• [What you should do]:
Extract every line of the material that contains the string "bridge".

• [Exercise data]:

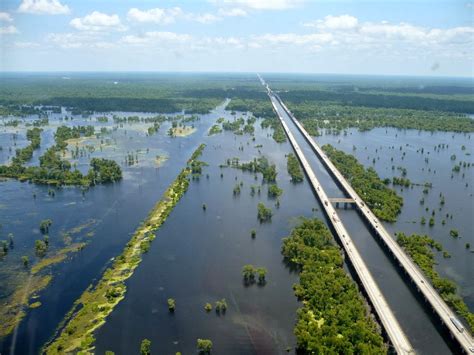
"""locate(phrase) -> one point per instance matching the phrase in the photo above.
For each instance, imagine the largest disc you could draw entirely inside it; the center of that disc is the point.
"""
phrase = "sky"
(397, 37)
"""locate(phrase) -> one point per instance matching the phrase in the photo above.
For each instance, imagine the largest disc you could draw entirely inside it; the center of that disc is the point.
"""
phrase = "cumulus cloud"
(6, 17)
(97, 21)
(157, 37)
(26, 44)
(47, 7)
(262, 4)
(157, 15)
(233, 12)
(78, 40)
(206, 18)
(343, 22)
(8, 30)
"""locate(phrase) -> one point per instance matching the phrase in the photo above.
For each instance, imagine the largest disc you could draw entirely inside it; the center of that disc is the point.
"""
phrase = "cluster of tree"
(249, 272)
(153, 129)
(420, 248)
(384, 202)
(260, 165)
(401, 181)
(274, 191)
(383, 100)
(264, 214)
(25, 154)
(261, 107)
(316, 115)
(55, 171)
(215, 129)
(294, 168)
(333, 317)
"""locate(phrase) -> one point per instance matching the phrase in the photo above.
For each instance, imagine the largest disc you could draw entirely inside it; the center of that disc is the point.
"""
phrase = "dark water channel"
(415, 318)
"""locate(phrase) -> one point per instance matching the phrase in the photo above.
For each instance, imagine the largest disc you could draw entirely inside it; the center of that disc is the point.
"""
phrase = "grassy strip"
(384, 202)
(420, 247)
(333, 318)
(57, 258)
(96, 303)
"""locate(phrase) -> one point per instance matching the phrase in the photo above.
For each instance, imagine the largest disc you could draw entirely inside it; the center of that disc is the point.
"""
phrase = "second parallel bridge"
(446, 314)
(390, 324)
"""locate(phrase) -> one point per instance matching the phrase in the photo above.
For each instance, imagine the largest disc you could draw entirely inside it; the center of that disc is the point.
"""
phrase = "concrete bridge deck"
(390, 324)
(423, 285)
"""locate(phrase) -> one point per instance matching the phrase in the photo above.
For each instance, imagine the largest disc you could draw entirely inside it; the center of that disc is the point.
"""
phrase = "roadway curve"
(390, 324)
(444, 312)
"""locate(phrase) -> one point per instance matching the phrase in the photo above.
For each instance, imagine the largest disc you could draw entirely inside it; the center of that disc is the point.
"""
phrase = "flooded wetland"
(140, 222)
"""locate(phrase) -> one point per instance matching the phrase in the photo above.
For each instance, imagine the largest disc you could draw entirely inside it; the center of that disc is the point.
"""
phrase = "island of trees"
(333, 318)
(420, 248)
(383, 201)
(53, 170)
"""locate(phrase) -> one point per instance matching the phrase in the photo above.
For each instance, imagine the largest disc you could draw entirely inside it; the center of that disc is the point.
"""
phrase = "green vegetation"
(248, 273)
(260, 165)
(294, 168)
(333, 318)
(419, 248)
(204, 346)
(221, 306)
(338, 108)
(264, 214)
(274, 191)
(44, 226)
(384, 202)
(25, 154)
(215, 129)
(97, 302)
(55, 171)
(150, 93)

...

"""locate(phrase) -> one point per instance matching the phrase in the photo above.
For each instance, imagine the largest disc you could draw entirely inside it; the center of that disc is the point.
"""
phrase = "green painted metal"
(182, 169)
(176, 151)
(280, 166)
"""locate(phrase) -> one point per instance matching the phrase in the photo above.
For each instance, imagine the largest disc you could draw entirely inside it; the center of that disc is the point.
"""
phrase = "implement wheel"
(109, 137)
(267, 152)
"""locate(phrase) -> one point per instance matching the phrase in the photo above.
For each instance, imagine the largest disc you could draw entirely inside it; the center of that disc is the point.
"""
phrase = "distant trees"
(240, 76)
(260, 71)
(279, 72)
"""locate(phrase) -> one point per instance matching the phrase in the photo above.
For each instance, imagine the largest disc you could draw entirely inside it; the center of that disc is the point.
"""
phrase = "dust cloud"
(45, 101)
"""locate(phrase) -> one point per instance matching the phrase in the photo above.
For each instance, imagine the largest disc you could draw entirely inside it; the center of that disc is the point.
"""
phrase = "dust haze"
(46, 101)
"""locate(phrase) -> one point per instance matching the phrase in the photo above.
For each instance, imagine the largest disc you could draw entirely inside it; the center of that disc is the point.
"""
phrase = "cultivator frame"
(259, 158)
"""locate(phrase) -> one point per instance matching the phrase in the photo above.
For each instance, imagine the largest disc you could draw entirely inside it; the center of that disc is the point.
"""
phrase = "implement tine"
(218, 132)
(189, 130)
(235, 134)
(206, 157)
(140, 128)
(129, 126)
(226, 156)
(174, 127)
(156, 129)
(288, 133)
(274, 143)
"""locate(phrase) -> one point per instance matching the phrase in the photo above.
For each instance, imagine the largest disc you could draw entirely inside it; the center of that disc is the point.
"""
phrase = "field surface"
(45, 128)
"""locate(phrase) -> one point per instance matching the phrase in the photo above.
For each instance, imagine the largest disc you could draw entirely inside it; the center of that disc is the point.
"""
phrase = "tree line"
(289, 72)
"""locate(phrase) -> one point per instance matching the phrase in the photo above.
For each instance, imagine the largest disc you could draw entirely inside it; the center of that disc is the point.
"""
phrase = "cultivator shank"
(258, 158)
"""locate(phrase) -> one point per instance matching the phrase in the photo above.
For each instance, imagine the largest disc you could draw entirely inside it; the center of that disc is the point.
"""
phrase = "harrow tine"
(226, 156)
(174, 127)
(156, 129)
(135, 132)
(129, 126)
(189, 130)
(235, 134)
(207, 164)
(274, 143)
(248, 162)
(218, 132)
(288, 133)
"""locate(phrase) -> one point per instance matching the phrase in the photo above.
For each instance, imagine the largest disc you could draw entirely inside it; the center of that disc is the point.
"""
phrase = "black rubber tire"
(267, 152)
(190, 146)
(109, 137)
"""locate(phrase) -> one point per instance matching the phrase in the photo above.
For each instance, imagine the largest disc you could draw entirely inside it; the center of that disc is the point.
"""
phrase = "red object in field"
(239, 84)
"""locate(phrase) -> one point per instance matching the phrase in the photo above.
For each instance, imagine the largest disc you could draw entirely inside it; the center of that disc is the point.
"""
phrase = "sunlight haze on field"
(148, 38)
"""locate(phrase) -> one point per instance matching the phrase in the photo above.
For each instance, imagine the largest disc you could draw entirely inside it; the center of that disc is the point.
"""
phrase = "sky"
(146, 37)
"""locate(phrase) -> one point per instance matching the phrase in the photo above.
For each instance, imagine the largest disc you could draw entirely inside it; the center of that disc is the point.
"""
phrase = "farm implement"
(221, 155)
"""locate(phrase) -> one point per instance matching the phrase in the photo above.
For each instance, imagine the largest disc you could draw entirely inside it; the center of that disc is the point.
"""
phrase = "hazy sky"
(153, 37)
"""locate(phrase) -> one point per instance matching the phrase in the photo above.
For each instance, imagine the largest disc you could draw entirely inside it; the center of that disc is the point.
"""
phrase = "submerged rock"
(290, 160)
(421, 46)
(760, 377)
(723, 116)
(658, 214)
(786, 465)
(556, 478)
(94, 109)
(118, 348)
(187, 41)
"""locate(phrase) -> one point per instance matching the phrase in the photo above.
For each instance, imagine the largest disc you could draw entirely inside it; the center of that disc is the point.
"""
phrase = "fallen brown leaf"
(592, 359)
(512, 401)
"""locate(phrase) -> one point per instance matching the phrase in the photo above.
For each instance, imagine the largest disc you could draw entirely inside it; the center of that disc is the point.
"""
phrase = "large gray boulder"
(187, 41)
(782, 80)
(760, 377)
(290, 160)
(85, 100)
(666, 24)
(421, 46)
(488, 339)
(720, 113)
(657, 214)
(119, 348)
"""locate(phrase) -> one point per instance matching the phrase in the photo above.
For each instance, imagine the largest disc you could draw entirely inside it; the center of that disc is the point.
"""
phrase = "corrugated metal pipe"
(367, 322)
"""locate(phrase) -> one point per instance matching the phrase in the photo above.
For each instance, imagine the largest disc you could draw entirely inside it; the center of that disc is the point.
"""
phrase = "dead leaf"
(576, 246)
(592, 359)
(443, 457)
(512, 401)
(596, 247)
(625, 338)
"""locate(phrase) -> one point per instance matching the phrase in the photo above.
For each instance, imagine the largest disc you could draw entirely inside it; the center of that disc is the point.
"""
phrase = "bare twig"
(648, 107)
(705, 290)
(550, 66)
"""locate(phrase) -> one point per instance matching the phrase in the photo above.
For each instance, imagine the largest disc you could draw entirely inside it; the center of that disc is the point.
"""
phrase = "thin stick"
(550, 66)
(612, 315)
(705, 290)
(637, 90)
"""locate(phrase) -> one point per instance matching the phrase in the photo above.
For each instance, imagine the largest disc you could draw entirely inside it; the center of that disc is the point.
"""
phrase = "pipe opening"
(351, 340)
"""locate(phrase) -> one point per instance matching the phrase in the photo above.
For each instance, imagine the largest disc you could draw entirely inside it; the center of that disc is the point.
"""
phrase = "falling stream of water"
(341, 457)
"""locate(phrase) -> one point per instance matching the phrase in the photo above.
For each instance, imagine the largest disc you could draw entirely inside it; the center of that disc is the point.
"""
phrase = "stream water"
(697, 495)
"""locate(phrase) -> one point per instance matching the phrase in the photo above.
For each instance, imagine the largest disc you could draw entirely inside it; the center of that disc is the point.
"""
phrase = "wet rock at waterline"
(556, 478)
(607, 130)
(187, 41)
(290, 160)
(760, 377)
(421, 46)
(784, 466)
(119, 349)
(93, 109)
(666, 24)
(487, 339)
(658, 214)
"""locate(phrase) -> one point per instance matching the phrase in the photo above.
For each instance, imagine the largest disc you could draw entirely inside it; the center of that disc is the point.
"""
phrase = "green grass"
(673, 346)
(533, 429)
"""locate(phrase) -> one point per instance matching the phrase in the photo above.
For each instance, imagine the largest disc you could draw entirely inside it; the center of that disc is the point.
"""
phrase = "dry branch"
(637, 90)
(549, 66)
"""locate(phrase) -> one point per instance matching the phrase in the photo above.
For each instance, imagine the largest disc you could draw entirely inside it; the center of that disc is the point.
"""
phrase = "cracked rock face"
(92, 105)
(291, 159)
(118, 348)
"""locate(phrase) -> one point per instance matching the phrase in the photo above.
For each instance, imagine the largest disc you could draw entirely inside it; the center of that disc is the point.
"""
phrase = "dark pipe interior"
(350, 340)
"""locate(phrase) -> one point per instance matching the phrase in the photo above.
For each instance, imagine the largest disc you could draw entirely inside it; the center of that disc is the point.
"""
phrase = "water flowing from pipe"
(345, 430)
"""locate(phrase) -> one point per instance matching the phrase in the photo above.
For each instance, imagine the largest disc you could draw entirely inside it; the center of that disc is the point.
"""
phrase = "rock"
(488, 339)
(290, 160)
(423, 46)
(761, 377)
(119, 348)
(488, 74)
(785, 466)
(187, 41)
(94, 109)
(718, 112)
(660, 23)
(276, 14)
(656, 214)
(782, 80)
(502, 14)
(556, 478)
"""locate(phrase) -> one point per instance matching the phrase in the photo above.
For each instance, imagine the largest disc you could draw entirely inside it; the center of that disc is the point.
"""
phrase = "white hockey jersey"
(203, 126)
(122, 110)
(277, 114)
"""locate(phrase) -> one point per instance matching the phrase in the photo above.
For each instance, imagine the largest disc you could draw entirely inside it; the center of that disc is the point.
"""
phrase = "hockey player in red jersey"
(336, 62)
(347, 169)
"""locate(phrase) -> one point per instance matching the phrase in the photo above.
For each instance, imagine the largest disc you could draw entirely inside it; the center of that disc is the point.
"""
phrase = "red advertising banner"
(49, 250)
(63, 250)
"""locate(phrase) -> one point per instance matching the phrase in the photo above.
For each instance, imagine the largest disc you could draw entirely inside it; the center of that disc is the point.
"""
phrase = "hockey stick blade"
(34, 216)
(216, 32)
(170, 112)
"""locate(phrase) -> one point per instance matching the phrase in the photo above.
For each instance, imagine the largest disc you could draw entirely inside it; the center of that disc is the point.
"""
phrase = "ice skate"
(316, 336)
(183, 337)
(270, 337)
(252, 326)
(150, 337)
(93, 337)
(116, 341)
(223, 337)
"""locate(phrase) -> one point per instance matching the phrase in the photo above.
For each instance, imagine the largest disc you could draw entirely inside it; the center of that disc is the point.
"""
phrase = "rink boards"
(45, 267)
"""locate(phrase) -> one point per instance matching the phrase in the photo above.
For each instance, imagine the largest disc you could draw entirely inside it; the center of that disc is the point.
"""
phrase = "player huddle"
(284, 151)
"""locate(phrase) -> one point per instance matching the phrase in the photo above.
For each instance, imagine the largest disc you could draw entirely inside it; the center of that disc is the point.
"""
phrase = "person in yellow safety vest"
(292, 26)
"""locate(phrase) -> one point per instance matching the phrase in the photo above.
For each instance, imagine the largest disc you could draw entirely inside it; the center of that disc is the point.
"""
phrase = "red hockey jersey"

* * *

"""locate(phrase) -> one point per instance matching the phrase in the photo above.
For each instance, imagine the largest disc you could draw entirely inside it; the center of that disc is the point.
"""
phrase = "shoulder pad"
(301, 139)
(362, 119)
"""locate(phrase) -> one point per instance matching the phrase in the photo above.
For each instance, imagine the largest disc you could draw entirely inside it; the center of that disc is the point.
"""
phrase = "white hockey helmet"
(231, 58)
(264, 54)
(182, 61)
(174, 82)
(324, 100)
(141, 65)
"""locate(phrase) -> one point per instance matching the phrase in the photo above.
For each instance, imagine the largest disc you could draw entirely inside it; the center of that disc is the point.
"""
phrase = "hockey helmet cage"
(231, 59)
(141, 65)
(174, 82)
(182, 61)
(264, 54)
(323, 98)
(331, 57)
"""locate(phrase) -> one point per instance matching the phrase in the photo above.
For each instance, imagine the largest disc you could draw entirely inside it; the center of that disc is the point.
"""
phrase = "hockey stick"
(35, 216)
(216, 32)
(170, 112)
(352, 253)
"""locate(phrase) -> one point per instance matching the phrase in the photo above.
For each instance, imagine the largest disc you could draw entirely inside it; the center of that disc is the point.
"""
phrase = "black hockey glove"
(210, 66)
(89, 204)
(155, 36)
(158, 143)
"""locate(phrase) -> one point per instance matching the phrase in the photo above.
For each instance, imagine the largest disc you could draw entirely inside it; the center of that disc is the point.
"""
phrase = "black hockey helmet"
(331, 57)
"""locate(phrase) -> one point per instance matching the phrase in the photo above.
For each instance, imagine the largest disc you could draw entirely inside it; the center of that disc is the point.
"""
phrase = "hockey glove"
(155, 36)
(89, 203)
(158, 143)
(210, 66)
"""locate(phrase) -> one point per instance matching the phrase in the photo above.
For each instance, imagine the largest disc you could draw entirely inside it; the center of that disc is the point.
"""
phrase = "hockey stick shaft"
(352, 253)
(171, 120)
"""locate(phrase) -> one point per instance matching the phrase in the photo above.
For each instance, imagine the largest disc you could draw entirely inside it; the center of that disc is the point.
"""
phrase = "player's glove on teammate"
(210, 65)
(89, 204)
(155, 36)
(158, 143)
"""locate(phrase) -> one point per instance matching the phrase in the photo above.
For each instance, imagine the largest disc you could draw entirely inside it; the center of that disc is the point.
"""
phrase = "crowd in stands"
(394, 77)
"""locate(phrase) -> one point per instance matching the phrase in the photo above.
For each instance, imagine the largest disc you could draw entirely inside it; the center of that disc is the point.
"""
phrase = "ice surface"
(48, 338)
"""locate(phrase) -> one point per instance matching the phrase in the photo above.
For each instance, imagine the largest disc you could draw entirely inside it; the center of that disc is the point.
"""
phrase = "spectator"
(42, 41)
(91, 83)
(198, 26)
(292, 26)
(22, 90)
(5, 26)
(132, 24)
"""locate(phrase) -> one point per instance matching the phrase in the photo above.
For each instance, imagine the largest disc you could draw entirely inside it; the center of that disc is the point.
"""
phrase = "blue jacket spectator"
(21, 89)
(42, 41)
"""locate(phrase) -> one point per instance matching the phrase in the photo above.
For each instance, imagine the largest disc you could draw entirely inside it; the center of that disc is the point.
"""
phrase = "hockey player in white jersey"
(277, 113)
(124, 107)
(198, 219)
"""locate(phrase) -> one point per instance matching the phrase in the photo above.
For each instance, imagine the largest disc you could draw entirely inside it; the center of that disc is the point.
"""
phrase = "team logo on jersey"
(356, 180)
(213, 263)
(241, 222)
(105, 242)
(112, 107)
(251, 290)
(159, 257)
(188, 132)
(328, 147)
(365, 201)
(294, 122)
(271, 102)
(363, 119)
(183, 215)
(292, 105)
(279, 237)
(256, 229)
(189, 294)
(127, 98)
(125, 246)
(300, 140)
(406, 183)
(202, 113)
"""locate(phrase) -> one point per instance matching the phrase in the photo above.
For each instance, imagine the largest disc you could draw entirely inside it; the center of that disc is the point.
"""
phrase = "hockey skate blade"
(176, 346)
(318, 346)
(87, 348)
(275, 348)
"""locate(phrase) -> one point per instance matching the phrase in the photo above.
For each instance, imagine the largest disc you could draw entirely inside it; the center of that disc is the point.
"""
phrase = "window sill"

• [Expected answer]:
phrase = "second parallel bridge"
phrase = "concrete bridge deck"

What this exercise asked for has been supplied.